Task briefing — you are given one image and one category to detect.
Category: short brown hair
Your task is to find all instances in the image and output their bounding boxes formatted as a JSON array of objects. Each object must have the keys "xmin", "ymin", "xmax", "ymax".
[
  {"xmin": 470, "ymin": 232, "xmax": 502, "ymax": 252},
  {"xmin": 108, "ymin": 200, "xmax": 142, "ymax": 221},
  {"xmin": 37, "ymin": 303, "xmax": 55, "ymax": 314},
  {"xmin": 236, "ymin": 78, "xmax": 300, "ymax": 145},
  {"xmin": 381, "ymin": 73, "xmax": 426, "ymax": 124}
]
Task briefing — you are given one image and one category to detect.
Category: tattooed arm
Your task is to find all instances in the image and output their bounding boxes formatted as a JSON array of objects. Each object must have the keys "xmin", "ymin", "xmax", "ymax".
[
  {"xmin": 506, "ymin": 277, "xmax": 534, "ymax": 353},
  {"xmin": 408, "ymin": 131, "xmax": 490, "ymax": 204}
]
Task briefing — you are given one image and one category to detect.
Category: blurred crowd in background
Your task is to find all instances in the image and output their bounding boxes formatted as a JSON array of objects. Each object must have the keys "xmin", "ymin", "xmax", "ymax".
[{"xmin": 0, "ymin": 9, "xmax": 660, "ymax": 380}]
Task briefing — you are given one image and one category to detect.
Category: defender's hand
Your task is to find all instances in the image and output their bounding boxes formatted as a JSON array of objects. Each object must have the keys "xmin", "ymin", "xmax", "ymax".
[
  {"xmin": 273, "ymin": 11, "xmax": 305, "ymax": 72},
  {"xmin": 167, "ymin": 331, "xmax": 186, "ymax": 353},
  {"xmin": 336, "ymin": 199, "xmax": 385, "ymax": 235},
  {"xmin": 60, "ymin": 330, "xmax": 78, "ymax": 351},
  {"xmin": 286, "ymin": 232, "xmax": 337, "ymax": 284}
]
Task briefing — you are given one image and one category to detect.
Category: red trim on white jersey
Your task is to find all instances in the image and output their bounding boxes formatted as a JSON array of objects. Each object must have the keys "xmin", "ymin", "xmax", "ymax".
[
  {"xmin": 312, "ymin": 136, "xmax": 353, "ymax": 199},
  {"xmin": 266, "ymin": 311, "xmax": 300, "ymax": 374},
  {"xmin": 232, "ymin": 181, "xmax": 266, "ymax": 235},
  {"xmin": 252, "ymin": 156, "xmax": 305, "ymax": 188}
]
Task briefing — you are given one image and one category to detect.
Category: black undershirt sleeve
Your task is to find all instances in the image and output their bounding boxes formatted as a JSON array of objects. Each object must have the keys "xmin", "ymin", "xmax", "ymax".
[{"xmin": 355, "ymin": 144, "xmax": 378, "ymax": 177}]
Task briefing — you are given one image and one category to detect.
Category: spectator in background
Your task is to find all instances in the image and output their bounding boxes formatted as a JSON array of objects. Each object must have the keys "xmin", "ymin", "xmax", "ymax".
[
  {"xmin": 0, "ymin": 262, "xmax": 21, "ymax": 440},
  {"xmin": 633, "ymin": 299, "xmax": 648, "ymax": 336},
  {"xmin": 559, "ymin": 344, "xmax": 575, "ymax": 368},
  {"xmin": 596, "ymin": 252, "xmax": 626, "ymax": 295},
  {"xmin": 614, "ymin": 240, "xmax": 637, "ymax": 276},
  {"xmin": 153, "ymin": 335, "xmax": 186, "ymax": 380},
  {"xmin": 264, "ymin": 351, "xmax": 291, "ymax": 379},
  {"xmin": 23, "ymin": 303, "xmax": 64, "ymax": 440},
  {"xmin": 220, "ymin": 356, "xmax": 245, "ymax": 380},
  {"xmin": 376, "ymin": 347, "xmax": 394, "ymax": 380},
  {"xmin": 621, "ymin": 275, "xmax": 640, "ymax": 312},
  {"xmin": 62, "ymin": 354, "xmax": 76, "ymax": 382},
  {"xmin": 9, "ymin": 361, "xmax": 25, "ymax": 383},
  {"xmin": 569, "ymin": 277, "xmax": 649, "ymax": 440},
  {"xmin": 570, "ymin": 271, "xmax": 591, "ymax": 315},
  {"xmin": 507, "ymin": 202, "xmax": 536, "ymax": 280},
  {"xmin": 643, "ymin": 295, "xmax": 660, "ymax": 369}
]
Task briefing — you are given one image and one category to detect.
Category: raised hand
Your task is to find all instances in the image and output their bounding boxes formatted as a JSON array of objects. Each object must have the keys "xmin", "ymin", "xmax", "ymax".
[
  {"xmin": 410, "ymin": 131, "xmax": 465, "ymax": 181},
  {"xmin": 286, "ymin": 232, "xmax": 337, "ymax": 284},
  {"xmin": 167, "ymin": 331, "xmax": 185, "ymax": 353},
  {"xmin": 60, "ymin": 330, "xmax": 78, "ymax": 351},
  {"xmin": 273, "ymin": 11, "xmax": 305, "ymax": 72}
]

...

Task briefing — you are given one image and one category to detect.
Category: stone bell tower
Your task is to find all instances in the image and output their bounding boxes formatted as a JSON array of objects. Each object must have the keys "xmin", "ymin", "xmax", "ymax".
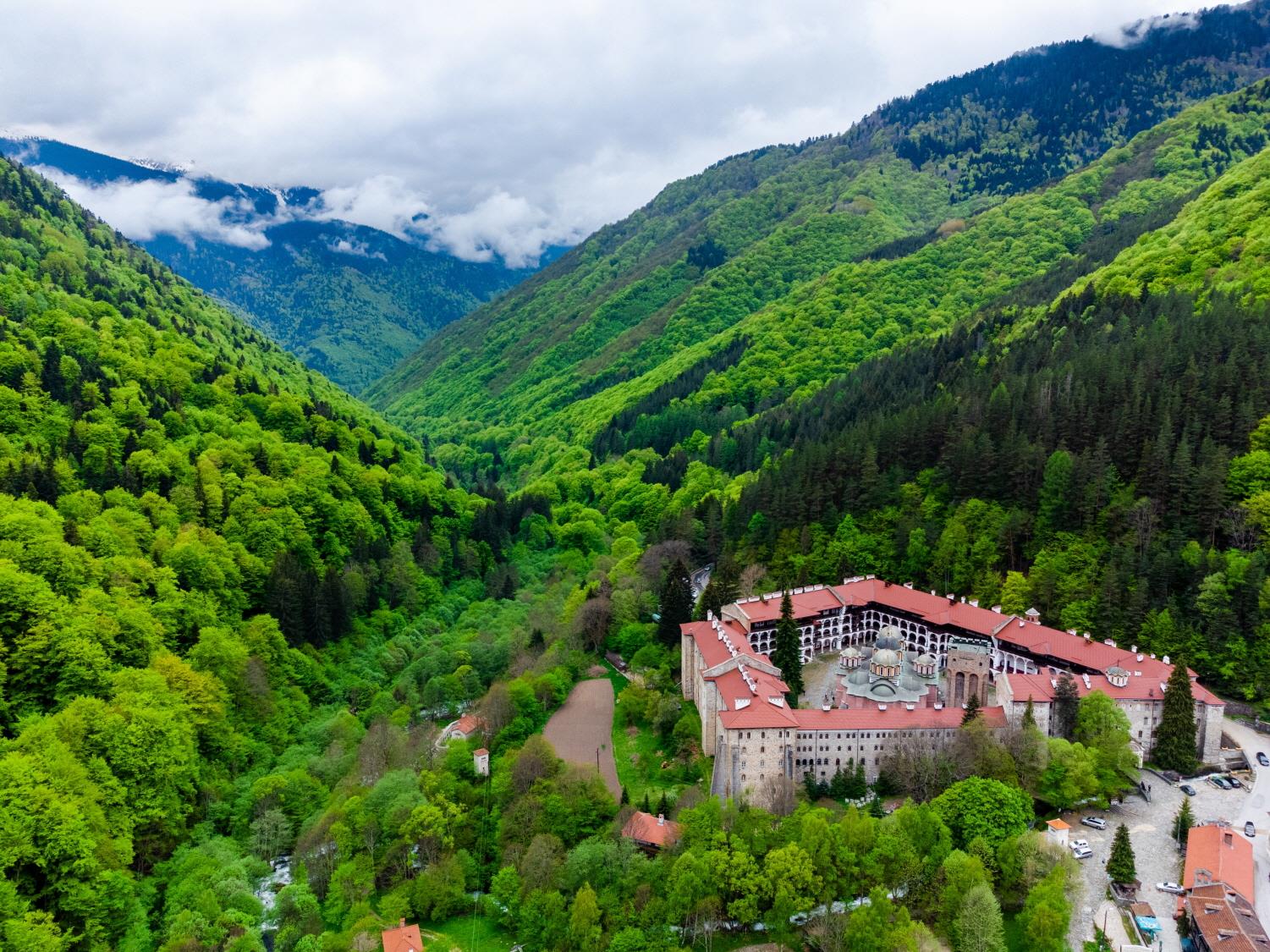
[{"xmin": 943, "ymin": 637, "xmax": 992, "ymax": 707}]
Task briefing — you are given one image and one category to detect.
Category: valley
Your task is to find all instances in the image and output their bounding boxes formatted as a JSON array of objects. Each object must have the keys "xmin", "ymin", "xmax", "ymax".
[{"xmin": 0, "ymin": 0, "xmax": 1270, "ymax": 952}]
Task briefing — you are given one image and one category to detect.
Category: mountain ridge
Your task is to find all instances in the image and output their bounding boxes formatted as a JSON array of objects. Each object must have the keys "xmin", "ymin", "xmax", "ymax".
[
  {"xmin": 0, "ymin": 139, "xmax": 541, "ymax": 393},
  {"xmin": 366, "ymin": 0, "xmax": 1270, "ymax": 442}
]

**GIVEN INSTRUCTION:** Count the lines in the material above that contain the string "background", treating uppercase and lowercase as different. Reply with the number alone.

**WRITTEN ANSWER:** 2